**ACTION ITEM:** The entries shown next need to be written again word for word.

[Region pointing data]
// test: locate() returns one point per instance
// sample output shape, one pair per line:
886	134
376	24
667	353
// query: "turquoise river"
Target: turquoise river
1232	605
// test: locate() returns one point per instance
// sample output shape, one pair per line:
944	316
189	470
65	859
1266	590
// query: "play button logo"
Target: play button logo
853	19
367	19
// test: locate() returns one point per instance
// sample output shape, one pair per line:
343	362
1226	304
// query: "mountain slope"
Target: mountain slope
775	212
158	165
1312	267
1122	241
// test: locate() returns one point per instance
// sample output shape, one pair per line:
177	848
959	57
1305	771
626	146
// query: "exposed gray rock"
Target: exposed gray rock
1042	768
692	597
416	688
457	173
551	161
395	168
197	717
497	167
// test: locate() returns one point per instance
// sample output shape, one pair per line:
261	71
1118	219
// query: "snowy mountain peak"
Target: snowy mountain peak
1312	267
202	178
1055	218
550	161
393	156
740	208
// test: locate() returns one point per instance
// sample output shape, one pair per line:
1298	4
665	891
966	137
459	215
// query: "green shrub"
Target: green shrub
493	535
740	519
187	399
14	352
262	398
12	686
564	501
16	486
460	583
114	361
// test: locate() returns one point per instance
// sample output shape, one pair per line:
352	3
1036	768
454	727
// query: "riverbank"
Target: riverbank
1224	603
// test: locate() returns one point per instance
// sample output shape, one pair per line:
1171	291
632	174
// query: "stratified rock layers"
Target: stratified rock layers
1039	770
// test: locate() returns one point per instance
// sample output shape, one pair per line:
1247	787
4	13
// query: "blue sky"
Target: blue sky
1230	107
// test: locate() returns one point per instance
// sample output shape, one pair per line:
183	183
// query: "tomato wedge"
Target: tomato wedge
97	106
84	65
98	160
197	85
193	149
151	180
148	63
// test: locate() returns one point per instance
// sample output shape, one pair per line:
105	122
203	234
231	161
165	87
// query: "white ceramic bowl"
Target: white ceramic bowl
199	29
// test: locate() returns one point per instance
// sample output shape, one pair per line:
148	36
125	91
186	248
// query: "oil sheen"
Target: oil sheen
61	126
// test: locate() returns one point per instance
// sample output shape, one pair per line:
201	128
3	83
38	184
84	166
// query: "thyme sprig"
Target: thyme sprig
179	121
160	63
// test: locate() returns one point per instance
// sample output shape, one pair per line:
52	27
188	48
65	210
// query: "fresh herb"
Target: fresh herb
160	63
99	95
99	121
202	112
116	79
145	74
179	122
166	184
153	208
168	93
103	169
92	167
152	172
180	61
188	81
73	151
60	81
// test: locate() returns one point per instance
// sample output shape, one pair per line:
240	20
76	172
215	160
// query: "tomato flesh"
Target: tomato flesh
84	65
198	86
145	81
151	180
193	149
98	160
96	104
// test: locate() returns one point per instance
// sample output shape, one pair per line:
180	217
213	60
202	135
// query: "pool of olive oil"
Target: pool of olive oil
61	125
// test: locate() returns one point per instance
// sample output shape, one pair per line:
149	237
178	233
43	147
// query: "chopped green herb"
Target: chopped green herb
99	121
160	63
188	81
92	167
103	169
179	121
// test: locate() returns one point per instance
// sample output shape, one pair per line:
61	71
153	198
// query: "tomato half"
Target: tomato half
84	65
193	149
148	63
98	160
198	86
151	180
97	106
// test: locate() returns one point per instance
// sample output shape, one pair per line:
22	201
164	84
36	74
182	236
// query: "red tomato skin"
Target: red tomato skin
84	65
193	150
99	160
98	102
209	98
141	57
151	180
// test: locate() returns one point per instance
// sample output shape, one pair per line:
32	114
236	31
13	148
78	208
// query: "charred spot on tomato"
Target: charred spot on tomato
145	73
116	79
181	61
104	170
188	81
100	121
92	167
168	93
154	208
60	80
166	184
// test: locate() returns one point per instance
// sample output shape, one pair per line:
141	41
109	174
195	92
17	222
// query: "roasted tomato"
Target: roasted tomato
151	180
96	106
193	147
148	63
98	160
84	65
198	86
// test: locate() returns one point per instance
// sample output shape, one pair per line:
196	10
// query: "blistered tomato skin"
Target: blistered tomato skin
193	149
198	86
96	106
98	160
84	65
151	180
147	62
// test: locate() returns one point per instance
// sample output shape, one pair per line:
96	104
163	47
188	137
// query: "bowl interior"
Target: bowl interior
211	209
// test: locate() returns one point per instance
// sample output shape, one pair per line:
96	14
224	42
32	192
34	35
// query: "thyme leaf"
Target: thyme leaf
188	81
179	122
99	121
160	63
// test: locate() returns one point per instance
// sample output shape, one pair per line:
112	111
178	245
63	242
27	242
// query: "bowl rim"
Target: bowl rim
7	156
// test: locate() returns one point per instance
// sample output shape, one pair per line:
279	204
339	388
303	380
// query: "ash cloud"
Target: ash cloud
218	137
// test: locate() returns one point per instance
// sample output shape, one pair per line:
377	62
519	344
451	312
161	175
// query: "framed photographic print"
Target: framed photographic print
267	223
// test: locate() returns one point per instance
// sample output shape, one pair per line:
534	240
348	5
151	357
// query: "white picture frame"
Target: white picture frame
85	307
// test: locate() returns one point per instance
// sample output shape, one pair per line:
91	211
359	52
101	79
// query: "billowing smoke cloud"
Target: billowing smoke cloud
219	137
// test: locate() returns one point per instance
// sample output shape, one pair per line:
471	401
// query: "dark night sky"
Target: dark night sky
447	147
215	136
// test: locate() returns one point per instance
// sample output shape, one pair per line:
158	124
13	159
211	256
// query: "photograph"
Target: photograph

**REPLY:**
// test: locate() returns one point per instance
// sample output shape, one pair per line:
886	134
376	24
667	353
// query: "turquoise river"
Target: turquoise river
1232	605
// test: locate() returns one point per instance
// sample output shape, one pair per line:
944	316
189	470
65	859
1266	590
// query: "play button logo"
Target: play button logo
853	19
367	19
// test: locate() returns one point per instance
// sample output shape, one pair per line:
343	362
1226	304
// query: "mountain slope"
Target: mountain slope
775	212
158	165
1312	267
1122	241
// test: locate() returns one point per instance
// sample output shape, one pair per line:
177	848
959	57
1305	771
626	146
// query: "exposed gray rock"
Target: exposed gray rock
1042	768
692	597
416	688
457	173
551	161
395	168
197	717
497	167
// test: locate() returns one point per instance
// sample output shape, one pair per line:
261	71
1118	219
// query: "snowy mountain peak"
Target: snowy mountain peak
1312	267
202	178
1055	218
550	161
393	156
740	208
// test: locate() returns one point per instance
// sample output shape, one pair per line:
1298	4
665	891
966	137
459	215
// query: "green shrub"
Target: green shrub
493	535
740	519
187	399
14	352
262	398
12	686
564	501
16	486
460	583
114	361
// test: locate() returns one point per instance
// sample output shape, one pair per line:
352	3
1036	768
454	727
// query: "riverbank"
Target: riverbank
1224	603
// test: locate() returns one point per instance
// sample output shape, one pair per line:
1171	291
632	174
// query: "stratified rock layers"
Target: stratified rock layers
1039	770
// test: locate() returns one point per instance
// sample output shape, one pair per line:
1247	787
4	13
// query: "blue sky"
Target: blue sky
1230	107
// test: locate() returns one point per instance
// sample output shape, one pair per line:
183	183
// query: "tomato wedge"
Target: tomato wedge
97	106
84	65
98	160
197	85
193	149
151	180
148	63
// test: locate() returns one point per instance
// sample output shape, one pair per line:
105	122
203	234
231	161
165	87
// query: "white ceramic bowl"
Target: white ceramic bowl
199	29
// test: locate() returns one point per instance
// sample output shape, one pair per line:
148	36
125	91
186	248
// query: "oil sheen"
Target: oil sheen
61	126
// test: locate() returns one point per instance
// sample output shape, one pair per line:
201	128
3	83
38	184
84	166
// query: "thyme sprig"
Target: thyme sprig
179	121
160	63
// test: locate() returns one point per instance
// sample output shape, one pair per line:
52	27
188	48
65	210
// query: "fresh herb"
Target: fresh herb
160	63
99	95
99	121
202	112
116	79
145	74
179	122
166	184
153	208
168	93
103	169
92	167
152	172
180	61
188	81
73	151
60	81
// test: locate() returns one point per instance
// sample output shape, one pair per line:
240	20
76	172
215	160
// query: "tomato flesh"
Target: tomato flesh
84	65
198	86
145	81
151	180
193	149
98	160
96	104
// test: locate() returns one point per instance
// sample output shape, one pair per line:
180	217
213	60
202	135
// query: "pool of olive oil"
Target: pool of olive oil
61	125
// test: locate() returns one point per instance
// sample output shape, one pair per line:
149	237
178	233
43	147
// query: "chopped green herb"
Target: chopped green herb
99	121
160	63
188	81
92	167
103	169
179	121
// test: locate() returns one point per instance
// sample output shape, one pair per line:
61	71
153	198
// query: "tomato half"
Target: tomato half
84	65
193	149
148	63
98	160
198	86
151	180
97	106
// test: locate() returns one point per instance
// sample output shape, one pair per line:
22	201
164	84
36	74
182	236
// query: "red tomato skin"
Target: red tomato skin
84	65
193	150
99	160
98	102
209	98
141	57
151	180
// test: locate() returns one point per instance
// sample output shape, one pair per line:
32	114
236	31
13	148
78	208
// query: "charred spot on tomato"
Target: charred spot on tomato
145	73
116	79
181	61
104	170
188	81
100	121
92	167
168	93
154	208
60	80
166	184
// test: locate() returns one point per instance
// sample output shape, one pair per line:
141	41
109	174
195	92
17	222
// query: "roasted tomato"
Target: roasted tomato
151	180
96	106
193	147
148	63
98	160
84	65
198	86
// test: locate() returns one point per instance
// sample output shape, one pair per line:
196	10
// query: "blistered tomato skin"
Target: blistered tomato skin
193	149
198	86
96	106
98	160
84	65
151	180
147	62
// test: locate() returns one point per instance
// sample output shape, one pair per line:
96	104
163	47
188	137
// query: "bowl interior"
Target: bowl interior
211	209
// test: locate() returns one point per instance
// sample output shape, one pair per line:
96	14
224	42
32	192
34	35
// query: "thyme leaf"
Target: thyme leaf
188	81
179	122
99	121
160	63
// test: locate() returns one point per instance
// sample output shape, one pair per line:
112	111
178	245
63	242
27	242
// query: "bowl rim"
Target: bowl rim
7	156
// test: locate() returns one point per instance
// sample output shape, one pair per line:
279	204
339	388
303	380
// query: "ash cloud"
Target: ash cloud
218	137
// test: locate() returns one point per instance
// sample output shape, one pair per line:
377	62
519	344
451	312
161	175
// query: "framed photographic print"
Target: framed photographic print
267	223
// test: locate() returns one point per instance
// sample output shape, one pair per line:
534	240
348	5
151	357
// query: "white picture frame"
Target: white picture frame
85	307
// test: locate() returns one point per instance
// sample output shape, one pair per line:
91	211
359	52
101	79
// query: "billowing smoke cloud"
Target: billowing smoke cloud
219	137
// test: locate() returns one point per instance
// sample output shape, one pair per line:
471	401
// query: "dark night sky"
Target: dark night sky
447	147
215	136
// test: locate() returns one point per instance
// sample output shape, one pair per line:
158	124
13	159
211	256
// query: "photograph"
Target: photograph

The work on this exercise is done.